# ACTIVITY A:
For the article on Tim Hernández's House District 4 campaign below, decide whether each statement agrees with it. Answer yes or no for each, and quote the deciding words from the article. (i) Hernández teaches ethnic and Chicano studies to 11th- and 12th-graders in Aurora. (ii) Gonzales-Gutierrez gave up the seat after winning election to the state Senate. (iii) Sun Valley is one of the neighborhoods in House District 4.
# ACTIVITY B:
Carry on the article on Tim Hernández's House District 4 campaign below, starting right after its final sentence.

::: PASSAGE PROVIDED

Teacher and community organizer Tim Hernández wants to go from the classroom to political office
The state House District 4 seat was previously held by current City Councilmember Serena Gonzales-Gutierrez. The district encompasses Northside neighborhoods, where Hernández grew up, and West Denver.
Teacher and community organizer Tim Hernández officially announced that he would be running to fill the recently vacated House District 4 seat, which covers Northwest and West Denver.
“I’m from the neighborhood. I grew up here and I really care about this place,” Hernández said. “I’m ready to hop in and make sure that somebody’s up there championing what our students need, what our community needs and what all of us need.”
HD 4 encompasses Northside neighborhoods, where Hernández grew up, such as Berkeley, Chaffee Park, Sunnyside and the Highlands. It also has Westside neighborhoods including Sun Valley, West Colfax and Westwood.
Former state Rep. Serena Gonzales-Gutierrez vacated the seat when she was elected to Denver City Council.
Hernández is an 11th- and 12th-grade ethnic and Chicano studies teacher in Aurora. He was previously a board member of the Denver Classroom Teachers Association, the city’s teachers’ union.
Peak highlights of that future journey looked like they would be in a classroom but Hernández said what’s occurred in his classroom and to his students have been “the consequences of political choices.” In dealing with those choices, Hernández said he was inspired and asked by community members to step into a political role.
Political leaders like Gonzales-Gutierrez and state Sen. Julie Gonzales also inspired Hernández to run through their mentorship, especially after his contract with Denver Public Schools was not renewed.
Hernández was hired to teach at North High School in 2021 but was told the following year that the school didn’t have the funding to keep him in his current teaching position, the Denver Post and other news outlets reported. Hernández said DPS advised that he apply for an associate teaching position on a one-year contract and reduced salary. It’s a position that typically leads to a traditional position, like the one Hernández had originally.

::::::
::: PROVIDED MATERIAL

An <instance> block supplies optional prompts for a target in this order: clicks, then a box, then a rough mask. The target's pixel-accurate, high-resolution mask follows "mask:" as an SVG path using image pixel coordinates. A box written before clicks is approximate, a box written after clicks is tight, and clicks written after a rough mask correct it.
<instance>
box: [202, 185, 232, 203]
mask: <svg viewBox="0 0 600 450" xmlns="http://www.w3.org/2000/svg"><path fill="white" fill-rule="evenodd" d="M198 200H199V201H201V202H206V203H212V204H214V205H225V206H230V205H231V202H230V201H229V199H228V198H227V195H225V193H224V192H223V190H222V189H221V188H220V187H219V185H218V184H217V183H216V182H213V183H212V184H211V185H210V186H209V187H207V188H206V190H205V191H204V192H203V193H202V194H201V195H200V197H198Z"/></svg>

::::::

# EXPECTED OUTPUT A:
(i) Yes: "Hernández is an 11th- and 12th-grade ethnic and Chicano studies teacher in Aurora."
(ii) No: "Former state Rep. Serena Gonzales-Gutierrez vacated the seat when she was elected to Denver City Council."
(iii) Yes: "It also has Westside neighborhoods including Sun Valley, West Colfax and Westwood."

# EXPECTED OUTPUT B:
Except in his case, Hernández’s contract was not renewed and he was let go from North. The move outraged parents and students, who held a walkout demanding Hernández’s return. He was seen as influential by his students, one of the few Latino teachers in the system, a teacher who grew up a few blocks from the school and who currently lives blocks from the school.
The demands fell on deaf ears and DPS never fully explained the decision not to rehire Hernández. During this time, Hernández spoke out against DPS, stating that discrimination played a heavy role in his termination. He also became a bigger voice advocating for gun violence protection, student’s rights and the community’s well-being.
“I believe in a leadership philosophy called ‘mandar obedeciendo.’ That means that we lead at the will of our communities. It means that it’s not about what we decide and what we think.” Hernández said. “I started having conversations with folks in the neighborhood and my community kind of consistently came back with that ask of asking me to step into this. So, I’m excited to be hopping in at the will of my community.”
Hernández top campaign pillar is, of course, schools. And under that umbrella the focus would be on school funding, teacher pay and unionization.
Hernández points to the “budget stabilization factor,” a budgeting tool created during the Great Recession that withholds funding obligated to schools in order to balance out the state’s budget. According to Chalkbeat, once an obligated funding amount is determined, lawmakers compare that amount to what’s available. The difference is the “stabilization factor.”
Schools have lost more than $10 billion since the tool was enacted 13 years ago. According to the annual State of Education report from the Colorado Education Association, that missing funding has had a “deleterious downstream effects” on every aspect of education from pay to teacher shortages, student success and more.
“I’m a part of a generation of Colorado kids that because of the budget stabilization factor, I quite literally never received a fully funded day of my entire public education in the state of Colorado,” Hernández said. “I went from that kind of student to a teacher that has to put Amazon wish lists together to get books for class because my school can’t pay for them … I believe in strong public schools but you get strong public schools in two ways: you fully fund them and you make sure the teachers get there and they stay.”
Hernández said keeping teachers requires the law to allow them to have “more collective bargaining power.” He points to how educators at charter schools aren’t allowed to join unions. He added that the law should also require set planning periods for teachers and hour obligations, similar to laws that limit working hours for doctors.
Hernández again pointed to his lived experience, noting he was among the students who first experienced active shooter drills. But prevention, Hernández said, goes beyond worrying about mass shootings and school shootings.
Prevention centers around youth violence outside the classroom, police shootings, domestic violence and getting to the cultural root problem of gun usage. Hernández said looking at prevention from these broader standpoints could lead to more restrictive actions.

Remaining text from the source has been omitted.